■ **DOCUMENT TEXT**
Building on the work of Parasie and Dagiral (2013), Gynnild (2014), and Stavelin (2014) to delineate differences between these practices, this study is an attempt to develop a typology for analyzing forms within this quantitative area of journalism. It examines three professional practices—CAR, data journalism, and computational journalism—along four professional and epistemological dimensions. The analysis will begin with a brief discussion of the cultural background against which these practices are operating, then proceed with an introduction to the three practices, and finally an evaluation of each practice against each of the four dimensions.
Open-source Culture
These new forms of journalistic practice are emerging within an increasing interaction between programmers and journalists, as more programmers have begun to move into professional newsrooms and professional journalists have become increasingly drawn to programming’s technical capabilities and cultural norms, which have been heavily influenced by the open-source movement.

■ **SHORT EXERCISE 1**
Quote the passage on quantitative journalism practices word for word, from "Building on the" to "the four dimensions.", inclusive.
■ **SHORT EXERCISE 2**
Write the next few sentences of the passage on quantitative journalism practices, starting right after its last sentence.

Extracted records

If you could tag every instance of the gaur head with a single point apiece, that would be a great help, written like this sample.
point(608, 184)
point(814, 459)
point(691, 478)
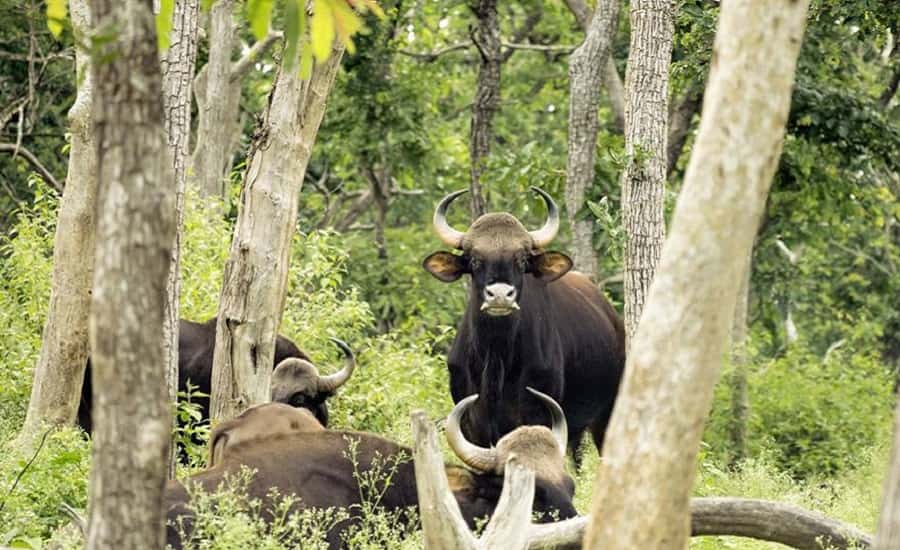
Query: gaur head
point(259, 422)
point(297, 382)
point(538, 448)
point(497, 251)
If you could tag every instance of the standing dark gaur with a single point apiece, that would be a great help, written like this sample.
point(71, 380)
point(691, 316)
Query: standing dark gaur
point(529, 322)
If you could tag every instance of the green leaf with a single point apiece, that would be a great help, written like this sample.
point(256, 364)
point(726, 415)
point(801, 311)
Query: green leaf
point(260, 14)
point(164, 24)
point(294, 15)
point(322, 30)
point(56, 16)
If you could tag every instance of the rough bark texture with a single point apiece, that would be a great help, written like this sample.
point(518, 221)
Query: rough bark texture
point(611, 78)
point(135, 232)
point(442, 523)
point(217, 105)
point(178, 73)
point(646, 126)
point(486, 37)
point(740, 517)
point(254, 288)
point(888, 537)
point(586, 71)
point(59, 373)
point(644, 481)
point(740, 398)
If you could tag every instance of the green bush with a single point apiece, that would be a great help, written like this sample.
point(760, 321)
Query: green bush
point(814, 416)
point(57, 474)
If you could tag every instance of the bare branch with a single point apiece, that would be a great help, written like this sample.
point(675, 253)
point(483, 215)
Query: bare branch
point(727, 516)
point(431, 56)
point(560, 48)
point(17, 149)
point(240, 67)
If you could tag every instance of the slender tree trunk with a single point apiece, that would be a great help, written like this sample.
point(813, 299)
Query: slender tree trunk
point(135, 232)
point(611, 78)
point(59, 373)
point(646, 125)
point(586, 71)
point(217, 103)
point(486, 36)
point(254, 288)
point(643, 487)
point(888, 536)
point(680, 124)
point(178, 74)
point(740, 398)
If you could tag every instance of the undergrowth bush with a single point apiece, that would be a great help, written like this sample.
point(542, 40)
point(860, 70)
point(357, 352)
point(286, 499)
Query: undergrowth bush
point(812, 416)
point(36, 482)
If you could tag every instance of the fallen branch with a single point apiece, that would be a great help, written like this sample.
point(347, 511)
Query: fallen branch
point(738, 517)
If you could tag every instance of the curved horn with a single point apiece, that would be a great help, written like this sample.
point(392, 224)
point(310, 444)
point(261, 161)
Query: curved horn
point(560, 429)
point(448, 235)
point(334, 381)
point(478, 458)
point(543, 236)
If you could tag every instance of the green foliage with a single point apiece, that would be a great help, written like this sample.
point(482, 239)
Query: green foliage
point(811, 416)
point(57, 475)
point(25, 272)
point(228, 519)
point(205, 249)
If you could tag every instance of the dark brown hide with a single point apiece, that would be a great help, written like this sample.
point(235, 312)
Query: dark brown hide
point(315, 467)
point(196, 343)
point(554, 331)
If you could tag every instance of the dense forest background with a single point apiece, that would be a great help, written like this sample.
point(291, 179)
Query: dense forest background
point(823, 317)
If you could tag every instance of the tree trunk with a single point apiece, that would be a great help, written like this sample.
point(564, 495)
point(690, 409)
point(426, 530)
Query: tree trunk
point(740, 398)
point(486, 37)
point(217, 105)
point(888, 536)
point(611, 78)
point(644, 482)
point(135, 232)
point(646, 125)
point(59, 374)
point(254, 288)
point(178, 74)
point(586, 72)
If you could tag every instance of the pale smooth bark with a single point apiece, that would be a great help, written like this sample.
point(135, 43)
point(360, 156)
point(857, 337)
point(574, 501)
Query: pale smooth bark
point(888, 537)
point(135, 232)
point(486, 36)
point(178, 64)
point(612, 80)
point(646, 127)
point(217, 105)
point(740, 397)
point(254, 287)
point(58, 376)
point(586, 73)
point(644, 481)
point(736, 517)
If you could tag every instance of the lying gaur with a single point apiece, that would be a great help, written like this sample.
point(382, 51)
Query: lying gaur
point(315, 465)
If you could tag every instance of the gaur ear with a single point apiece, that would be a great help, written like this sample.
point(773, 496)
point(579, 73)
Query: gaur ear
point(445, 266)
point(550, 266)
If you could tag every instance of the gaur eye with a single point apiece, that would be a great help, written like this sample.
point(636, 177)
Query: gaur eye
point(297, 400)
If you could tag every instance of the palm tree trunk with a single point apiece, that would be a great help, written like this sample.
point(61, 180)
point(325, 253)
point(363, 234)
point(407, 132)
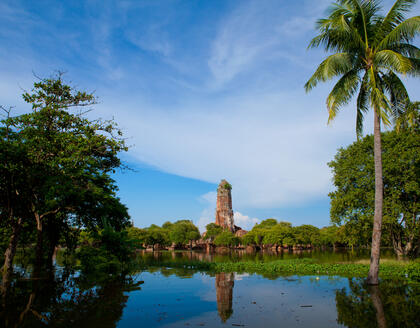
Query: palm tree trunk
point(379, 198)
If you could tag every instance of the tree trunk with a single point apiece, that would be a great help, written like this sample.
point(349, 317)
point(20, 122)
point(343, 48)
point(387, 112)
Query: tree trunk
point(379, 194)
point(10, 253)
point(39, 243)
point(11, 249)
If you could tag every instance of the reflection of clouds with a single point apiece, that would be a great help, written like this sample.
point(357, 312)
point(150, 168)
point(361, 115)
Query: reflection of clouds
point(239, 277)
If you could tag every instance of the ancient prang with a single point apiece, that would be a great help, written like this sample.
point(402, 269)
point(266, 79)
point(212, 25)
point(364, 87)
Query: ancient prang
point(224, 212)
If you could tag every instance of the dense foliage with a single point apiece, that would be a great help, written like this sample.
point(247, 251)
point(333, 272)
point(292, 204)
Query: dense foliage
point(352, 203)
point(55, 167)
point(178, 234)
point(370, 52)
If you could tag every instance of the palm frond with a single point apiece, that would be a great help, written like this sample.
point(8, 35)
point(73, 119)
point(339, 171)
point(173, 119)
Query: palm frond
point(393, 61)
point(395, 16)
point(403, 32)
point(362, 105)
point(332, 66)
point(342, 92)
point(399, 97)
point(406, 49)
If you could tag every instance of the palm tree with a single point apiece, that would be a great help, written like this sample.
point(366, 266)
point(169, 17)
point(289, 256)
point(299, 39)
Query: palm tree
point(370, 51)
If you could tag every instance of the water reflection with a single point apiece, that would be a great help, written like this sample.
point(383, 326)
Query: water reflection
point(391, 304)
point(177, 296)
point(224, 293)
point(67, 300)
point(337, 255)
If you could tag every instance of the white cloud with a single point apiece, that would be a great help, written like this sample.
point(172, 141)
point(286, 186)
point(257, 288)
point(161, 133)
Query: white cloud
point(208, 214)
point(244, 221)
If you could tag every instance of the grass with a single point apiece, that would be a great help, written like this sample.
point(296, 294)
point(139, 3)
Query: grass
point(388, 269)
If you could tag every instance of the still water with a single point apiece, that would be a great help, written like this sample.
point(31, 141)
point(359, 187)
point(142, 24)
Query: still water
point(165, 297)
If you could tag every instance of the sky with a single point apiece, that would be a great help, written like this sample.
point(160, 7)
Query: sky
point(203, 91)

■ **EXERCISE OUTPUT 1**
Building on the work of Parasie and Dagiral (2013), Gynnild (2014), and Stavelin (2014) to delineate differences between these practices, this study is an attempt to develop a typology for analyzing forms within this quantitative area of journalism. It examines three professional practices—CAR, data journalism, and computational journalism—along four professional and epistemological dimensions. The analysis will begin with a brief discussion of the cultural background against which these practices are operating, then proceed with an introduction to the three practices, and finally an evaluation of each practice against each of the four dimensions.

■ **EXERCISE OUTPUT 2**
The term “open source” as a technological principle was born in the late 1990s as a more palatable and widely accessible offshoot of the free software movement. Both movements focused on the ability to freely access, modify, and redistribute software as a manifestation of the universal right to access to information and knowledge (Coleman 2013; Kelty 2008). While open-source is intrinsically oriented not toward journalism but toward software, Lewis and Usher (2013) explained its application to journalism through four principles: transparency, iteration, tinkering, and participation. Each of those principles arises from the process of collaboratively building and sharing software, the practice at the core of the open-source software movement. And as Lewis and Usher explained, each is gradually becoming more prevalent within professional journalistic culture as a small subset of more computing-oriented journalists are drawn to the open-source ideals of creativity, experimentation, and liberation of information. In this way, the principles of open source have been an important common ground for bringing together “hacks” (journalists) and “hackers” (technologists).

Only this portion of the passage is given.